## TASK ITEM
Repeat the data as given. Images do not go in the copy.

*** GIVEN DATA Section Begins ***

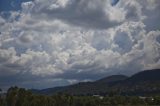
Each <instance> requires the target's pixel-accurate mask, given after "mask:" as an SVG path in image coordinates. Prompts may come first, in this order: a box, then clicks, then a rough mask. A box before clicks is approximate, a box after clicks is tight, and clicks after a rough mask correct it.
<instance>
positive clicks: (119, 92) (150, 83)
mask: <svg viewBox="0 0 160 106" xmlns="http://www.w3.org/2000/svg"><path fill="white" fill-rule="evenodd" d="M31 91H32V92H33V93H36V94H45V95H52V94H56V93H67V94H71V95H110V94H118V95H158V94H160V69H153V70H145V71H141V72H139V73H136V74H134V75H132V76H130V77H127V76H124V75H112V76H108V77H105V78H102V79H99V80H96V81H93V82H80V83H77V84H73V85H68V86H63V87H54V88H47V89H42V90H37V89H31Z"/></svg>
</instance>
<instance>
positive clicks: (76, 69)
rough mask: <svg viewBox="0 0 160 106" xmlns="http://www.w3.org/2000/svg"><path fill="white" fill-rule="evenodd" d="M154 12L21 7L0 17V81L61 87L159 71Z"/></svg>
mask: <svg viewBox="0 0 160 106" xmlns="http://www.w3.org/2000/svg"><path fill="white" fill-rule="evenodd" d="M159 7H160V6H159V4H158V1H156V0H153V1H152V2H151V1H148V0H147V1H146V0H142V1H139V0H135V1H133V0H128V1H126V0H120V2H119V3H118V4H117V5H116V6H114V7H112V6H111V5H110V1H109V0H100V1H97V0H88V1H86V0H70V1H69V0H64V1H63V0H46V1H44V0H35V1H32V2H25V3H23V4H22V10H21V11H17V12H11V16H10V18H8V19H5V18H4V17H3V16H2V15H1V17H0V25H1V26H0V32H1V33H0V70H4V71H0V75H3V76H4V77H6V78H7V77H8V76H9V75H11V76H12V75H15V74H17V73H18V74H20V75H22V76H24V74H25V75H26V77H25V78H26V79H27V80H28V79H33V77H36V78H37V76H38V77H40V78H43V79H46V80H45V81H44V82H48V81H50V80H47V79H53V80H54V79H59V78H60V79H62V80H60V81H62V82H63V83H62V84H64V83H69V82H70V83H74V82H77V81H80V80H88V79H91V80H94V79H97V78H99V77H102V76H104V75H110V74H117V73H124V74H133V73H135V72H137V71H139V70H142V69H148V68H160V67H159V63H160V62H159V61H160V60H159V59H160V55H159V53H160V51H159V50H160V48H159V47H160V40H159V39H160V32H159V28H158V25H159V24H158V23H159V17H160V15H159V13H158V12H157V11H159V10H158V9H159ZM148 11H149V13H148ZM153 14H156V15H153ZM153 23H157V24H153ZM150 25H151V27H150ZM1 73H2V74H1ZM13 77H14V78H15V79H16V77H17V76H13ZM30 77H31V78H30ZM4 79H5V78H4ZM64 80H65V81H64ZM67 80H68V81H67ZM16 81H17V80H16ZM51 82H54V81H51ZM58 82H59V81H58ZM13 83H14V82H13ZM15 83H16V82H15ZM54 83H55V82H54ZM4 85H5V84H4ZM27 86H29V85H28V84H27ZM47 86H49V85H47ZM50 86H52V85H50Z"/></svg>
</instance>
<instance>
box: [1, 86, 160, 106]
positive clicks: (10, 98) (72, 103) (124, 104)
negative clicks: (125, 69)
mask: <svg viewBox="0 0 160 106" xmlns="http://www.w3.org/2000/svg"><path fill="white" fill-rule="evenodd" d="M110 105H118V106H122V105H123V106H124V105H126V106H131V105H140V106H147V105H160V96H154V97H138V96H120V95H115V94H114V93H111V94H110V95H108V96H104V97H101V96H98V95H95V96H73V95H68V94H56V95H52V96H48V95H37V94H33V93H31V92H30V91H29V90H25V89H23V88H18V87H11V88H10V89H9V90H8V92H7V94H6V97H1V98H0V106H110Z"/></svg>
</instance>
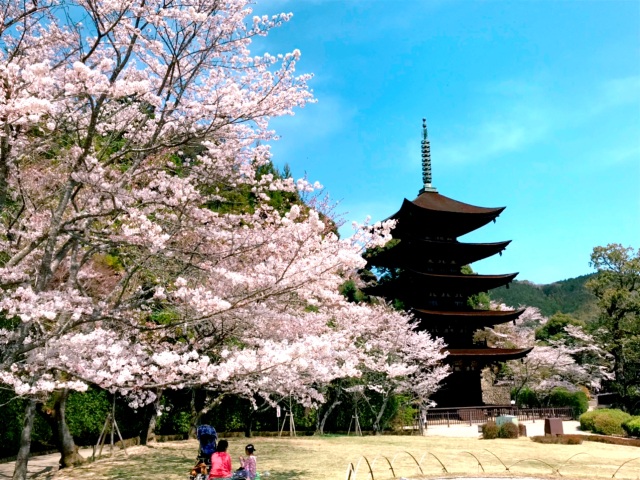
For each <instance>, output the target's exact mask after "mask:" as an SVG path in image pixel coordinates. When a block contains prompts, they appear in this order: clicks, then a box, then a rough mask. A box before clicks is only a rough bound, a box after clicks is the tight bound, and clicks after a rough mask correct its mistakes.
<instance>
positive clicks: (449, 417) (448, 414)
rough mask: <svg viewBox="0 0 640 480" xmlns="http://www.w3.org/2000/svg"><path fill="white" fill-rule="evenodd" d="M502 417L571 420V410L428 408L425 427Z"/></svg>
mask: <svg viewBox="0 0 640 480" xmlns="http://www.w3.org/2000/svg"><path fill="white" fill-rule="evenodd" d="M503 415H512V416H514V417H517V418H518V421H527V420H533V421H535V420H542V419H545V418H550V417H553V418H561V419H563V420H571V419H572V418H573V409H572V408H571V407H547V408H518V407H512V406H510V405H507V406H504V407H500V406H492V407H460V408H430V409H429V410H427V426H428V425H447V426H450V425H456V424H458V425H459V424H467V425H472V424H474V423H486V422H488V421H491V420H493V421H495V419H496V417H500V416H503Z"/></svg>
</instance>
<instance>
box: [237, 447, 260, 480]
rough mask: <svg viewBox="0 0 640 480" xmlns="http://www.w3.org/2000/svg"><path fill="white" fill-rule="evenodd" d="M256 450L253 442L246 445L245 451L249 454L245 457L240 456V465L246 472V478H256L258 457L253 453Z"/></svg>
mask: <svg viewBox="0 0 640 480" xmlns="http://www.w3.org/2000/svg"><path fill="white" fill-rule="evenodd" d="M255 451H256V449H255V447H254V446H253V444H252V443H250V444H249V445H247V446H246V447H244V453H246V454H247V456H246V458H245V457H240V467H241V468H243V469H244V470H245V472H246V478H248V479H249V480H255V478H256V467H257V465H256V463H257V459H256V457H255V455H254V454H253V453H254V452H255Z"/></svg>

*** GIVEN DATA Section Ends ***

## EXERCISE OUTPUT
Each <instance> requires the target's pixel-accurate mask, given after "mask:" as an SVG path in image coordinates. Prompts may come first, in this order: a box, then clicks, then a rough mask. A box before clicks is approximate, a box after clicks is tight, and clicks after a rough mask correct it.
<instance>
positive clicks: (119, 92) (150, 83)
mask: <svg viewBox="0 0 160 106" xmlns="http://www.w3.org/2000/svg"><path fill="white" fill-rule="evenodd" d="M31 91H32V92H33V93H36V94H45V95H52V94H56V93H67V94H71V95H110V94H118V95H158V94H160V69H153V70H145V71H141V72H139V73H136V74H134V75H132V76H130V77H127V76H124V75H112V76H108V77H105V78H102V79H99V80H96V81H93V82H80V83H77V84H73V85H68V86H63V87H54V88H47V89H42V90H37V89H31Z"/></svg>
</instance>
<instance>
positive clicks: (76, 69)
rough mask: <svg viewBox="0 0 160 106" xmlns="http://www.w3.org/2000/svg"><path fill="white" fill-rule="evenodd" d="M154 12L21 7L0 17V81L61 87L159 71Z"/></svg>
mask: <svg viewBox="0 0 160 106" xmlns="http://www.w3.org/2000/svg"><path fill="white" fill-rule="evenodd" d="M159 7H160V6H159V4H158V1H156V0H153V1H152V2H151V1H148V0H147V1H146V0H142V1H139V0H135V1H133V0H128V1H126V0H120V2H119V3H118V4H117V5H116V6H114V7H112V6H111V5H110V1H109V0H100V1H97V0H88V1H86V0H70V1H69V0H64V1H63V0H46V1H44V0H35V1H32V2H25V3H23V4H22V10H21V11H17V12H11V16H10V18H8V19H5V18H4V17H3V16H2V15H1V17H0V25H1V26H0V32H1V33H0V70H4V71H0V75H3V76H4V77H6V78H7V77H8V76H9V75H11V76H12V75H15V74H17V73H18V74H20V75H22V76H24V74H25V75H26V77H25V78H26V79H27V80H28V79H33V77H36V78H37V76H38V77H40V78H43V79H46V80H45V81H44V82H48V81H50V80H47V79H53V80H54V79H59V78H60V79H62V80H60V81H62V82H63V83H62V84H64V83H69V82H70V83H74V82H77V81H80V80H88V79H91V80H94V79H97V78H99V77H102V76H104V75H110V74H117V73H124V74H133V73H135V72H137V71H139V70H142V69H148V68H160V67H159V63H160V62H159V61H160V60H159V59H160V55H159V53H160V51H159V50H160V48H159V47H160V40H159V39H160V32H159V28H158V25H159V24H158V23H159V17H160V15H159V13H158V12H157V11H159V10H158V9H159ZM148 11H149V13H148ZM153 14H156V15H153ZM153 23H157V24H153ZM150 25H151V27H150ZM1 73H2V74H1ZM13 77H14V78H15V79H16V77H17V76H13ZM30 77H31V78H30ZM4 79H5V78H4ZM64 80H65V81H64ZM67 80H68V81H67ZM16 81H17V80H16ZM51 82H54V81H51ZM58 82H59V81H58ZM13 83H14V82H13ZM15 83H16V82H15ZM54 83H55V82H54ZM4 85H5V84H4ZM27 86H29V85H28V84H27ZM47 86H49V85H47ZM50 86H52V85H50Z"/></svg>
</instance>
<instance>
box: [1, 86, 160, 106]
positive clicks: (10, 98) (72, 103) (124, 104)
negative clicks: (125, 69)
mask: <svg viewBox="0 0 160 106" xmlns="http://www.w3.org/2000/svg"><path fill="white" fill-rule="evenodd" d="M110 105H118V106H122V105H123V106H124V105H126V106H131V105H140V106H147V105H160V96H154V97H138V96H120V95H115V94H114V93H111V94H110V95H108V96H104V97H101V96H98V95H95V96H73V95H68V94H56V95H52V96H48V95H37V94H33V93H31V92H30V91H29V90H25V89H23V88H18V87H11V88H10V89H9V90H8V92H7V94H6V97H1V98H0V106H110Z"/></svg>
</instance>
For each <instance>, output the target's exact mask after "mask:" as an SVG path in image pixel coordinates. When a block contains prompts, they appear in this order: clicks, then a box, then a rough mask. A box before clicks is only a rough bound, a box after clicks is the tight bound, and clicks after a rough mask correct its mistakes.
<instance>
positive clicks: (449, 417) (448, 414)
rough mask: <svg viewBox="0 0 640 480" xmlns="http://www.w3.org/2000/svg"><path fill="white" fill-rule="evenodd" d="M502 417L571 420V410L428 408L425 427Z"/></svg>
mask: <svg viewBox="0 0 640 480" xmlns="http://www.w3.org/2000/svg"><path fill="white" fill-rule="evenodd" d="M503 415H512V416H514V417H517V418H518V421H527V420H533V421H535V420H542V419H545V418H550V417H553V418H561V419H563V420H571V419H572V418H573V409H572V408H571V407H547V408H518V407H512V406H510V405H507V406H504V407H500V406H492V407H460V408H430V409H429V410H427V426H428V425H447V426H450V425H456V424H458V425H459V424H467V425H472V424H474V423H486V422H488V421H491V420H493V421H495V419H496V417H500V416H503Z"/></svg>
</instance>
<instance>
box: [237, 447, 260, 480]
rough mask: <svg viewBox="0 0 640 480" xmlns="http://www.w3.org/2000/svg"><path fill="white" fill-rule="evenodd" d="M256 450L253 442L246 445L245 451L249 454L245 457L240 456V465L246 472V478H256L258 457L253 453Z"/></svg>
mask: <svg viewBox="0 0 640 480" xmlns="http://www.w3.org/2000/svg"><path fill="white" fill-rule="evenodd" d="M255 451H256V449H255V447H254V446H253V444H252V443H250V444H249V445H247V446H246V447H244V453H246V454H247V456H246V458H245V457H240V467H241V468H243V469H244V470H245V472H246V478H248V479H249V480H255V478H256V467H257V465H256V463H257V459H256V457H255V455H254V454H253V453H254V452H255Z"/></svg>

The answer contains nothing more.